» **Work required**:
Output all entries exactly as they appear and skip the pictures.

» **Recorded data**:
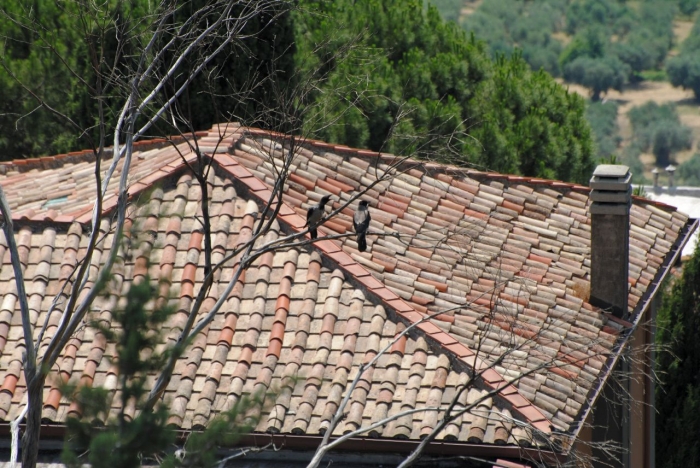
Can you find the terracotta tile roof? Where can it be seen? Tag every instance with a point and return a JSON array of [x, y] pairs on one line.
[[501, 263]]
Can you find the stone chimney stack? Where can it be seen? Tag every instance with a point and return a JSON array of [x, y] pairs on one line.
[[611, 196]]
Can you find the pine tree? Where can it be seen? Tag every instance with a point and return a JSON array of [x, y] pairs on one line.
[[678, 398]]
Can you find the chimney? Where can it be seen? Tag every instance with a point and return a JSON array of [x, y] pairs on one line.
[[611, 195], [671, 169]]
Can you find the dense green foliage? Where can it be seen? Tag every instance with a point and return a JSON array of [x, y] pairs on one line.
[[612, 41], [459, 106], [603, 120], [135, 436], [684, 69], [131, 436], [657, 127], [64, 55], [688, 173], [391, 77], [678, 397]]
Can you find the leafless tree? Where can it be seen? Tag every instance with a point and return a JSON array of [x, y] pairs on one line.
[[168, 49]]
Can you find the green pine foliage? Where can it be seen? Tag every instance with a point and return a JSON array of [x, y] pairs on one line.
[[684, 69], [131, 437], [678, 397], [418, 85], [688, 173], [125, 440], [390, 76]]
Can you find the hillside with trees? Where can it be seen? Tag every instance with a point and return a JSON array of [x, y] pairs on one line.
[[607, 50], [397, 80]]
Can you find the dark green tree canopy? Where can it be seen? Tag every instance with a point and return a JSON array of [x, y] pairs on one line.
[[390, 76]]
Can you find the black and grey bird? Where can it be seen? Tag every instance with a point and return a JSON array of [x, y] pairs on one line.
[[314, 215], [361, 220]]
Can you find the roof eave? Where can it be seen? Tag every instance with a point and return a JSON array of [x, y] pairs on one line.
[[646, 302]]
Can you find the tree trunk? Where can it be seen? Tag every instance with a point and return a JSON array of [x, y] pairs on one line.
[[32, 431]]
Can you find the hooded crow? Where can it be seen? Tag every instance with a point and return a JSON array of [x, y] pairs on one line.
[[314, 215], [361, 220]]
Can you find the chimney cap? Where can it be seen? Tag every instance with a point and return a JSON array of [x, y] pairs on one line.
[[611, 177], [611, 170]]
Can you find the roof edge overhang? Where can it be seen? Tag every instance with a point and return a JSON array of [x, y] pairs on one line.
[[53, 436], [645, 305]]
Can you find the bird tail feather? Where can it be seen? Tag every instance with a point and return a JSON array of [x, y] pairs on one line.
[[361, 242]]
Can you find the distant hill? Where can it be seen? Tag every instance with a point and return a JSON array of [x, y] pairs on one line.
[[613, 51]]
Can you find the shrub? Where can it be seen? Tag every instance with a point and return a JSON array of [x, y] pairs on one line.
[[597, 74], [688, 173], [657, 127], [602, 118]]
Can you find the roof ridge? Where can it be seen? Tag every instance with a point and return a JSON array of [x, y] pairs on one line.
[[448, 168], [331, 251]]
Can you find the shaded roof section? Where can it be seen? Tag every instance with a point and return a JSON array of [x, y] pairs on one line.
[[292, 327], [500, 263]]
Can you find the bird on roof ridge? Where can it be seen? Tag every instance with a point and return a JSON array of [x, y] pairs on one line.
[[315, 214], [361, 220]]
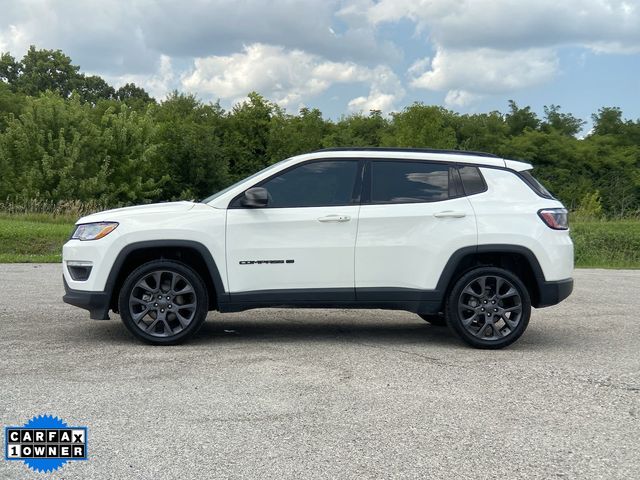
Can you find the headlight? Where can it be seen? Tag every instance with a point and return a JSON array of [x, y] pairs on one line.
[[93, 231]]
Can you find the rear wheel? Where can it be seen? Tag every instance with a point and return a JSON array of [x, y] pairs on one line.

» **Response area**:
Can you find the terracotta tile roof? Where can it be seen? Tag every instance with a point and return a JSON array of [x, y] pairs on one line.
[[501, 263]]
Can you find the stone chimney stack? Where can it be seen? Tag every instance with a point and return a JSON array of [x, y] pairs on one line.
[[611, 196]]
Can you find the pine tree? Where can it be seen? Tag every instance with a point and return a JSON array of [x, y] pairs on one line.
[[678, 398]]
Can you find the chimney? Where can it be seen? Tag every instance with a point and return a JSON array of [x, y] pairs on one line.
[[611, 195], [671, 169]]
Can you find the dense green foliage? Where can it be seen? Tag every instance with a point and return a JSON array of [x, y] pairs on one line.
[[612, 41], [459, 106], [603, 120], [135, 436], [684, 69], [131, 436], [657, 127], [64, 55], [688, 173], [391, 77], [678, 397]]
Can you find the leafless tree? Where can it be seen? Tag every instance with a point and return a JSON array of [x, y] pairs on one line.
[[168, 49]]
Can you find the green pine foliage? Where can it be seen? Tag every instance with a point and return a JSON array of [x, y] pairs on one line.
[[684, 69], [131, 437], [678, 397], [418, 85], [688, 173], [125, 440], [390, 76]]
Can you find the hillside with trees? Where can it be seen? Tag every instance with a point and return a JSON array of [x, y] pairs on one line.
[[607, 50], [397, 80]]
Can you find the dark green tree canopy? Where can it be seen? Tag every instance with a point and return a JSON array of [x, y] pairs on one line.
[[390, 76]]
Can you find the black and grey bird? Where can it be seen? Tag every instance with a point and return a JSON array of [x, y] pairs on one line.
[[314, 215], [361, 220]]
Can you find the roof eave? Where can it be seen? Tag every instance with a point and return a JSON array of [x, y] pairs on one line.
[[646, 302]]
Can you find the tree trunk? Where can it be seen? Tag every instance with a point and return a JSON array of [x, y] pairs on one line.
[[32, 431]]
Can you find the hooded crow? Where can it be seen? Tag every instance with a point and return a JSON array of [x, y] pairs on one line.
[[314, 215], [361, 220]]
Can you find the chimney cap? Where can it be seen? Tag every instance with a point and return a JSON array of [x, y] pairs on one line.
[[611, 177], [611, 170]]
Can you find the roof edge overhang? Where can it be seen? Tag every instance with a point and return a JSON array of [x, y] pairs on one line.
[[53, 436], [645, 305]]
Can you find the bird tail feather? Where can it be seen? Tag every instance with a point and return a JSON array of [x, y] pairs on one line.
[[361, 242]]
Can you find the distant hill? Where can it be seen? Tag every instance with a point and return a JSON array of [x, y] pairs on one line.
[[613, 51]]
Can you find the shrub? Where can it be seen? Tag every instance with a point and return a JSON array of [x, y] pairs on one line.
[[597, 74], [688, 173], [657, 127], [602, 118]]
Can you find the roof ridge? Where can it be seen? Tag every instance with a point and return a JSON array of [x, y] pairs on one line.
[[448, 168], [331, 251]]
Can you find the shaded roof section? Where can it be seen? Tag every instance with a point and return a JSON array of [x, y] pairs on one line.
[[292, 327], [500, 263]]
Can you find the bird on roof ridge? Where can it be seen? Tag every instance with a point and return a JSON array of [x, y] pairs on one line.
[[315, 214], [361, 220]]
Can you find the headlight? Where can it be seen? Tag every instance with a point and return a JSON array of [x, y] pairs on one line.
[[93, 231]]
Can you find the rear wheel? Where can it be seen? Tag every instance with a point and return a JSON array of [x, y] pairs on one line.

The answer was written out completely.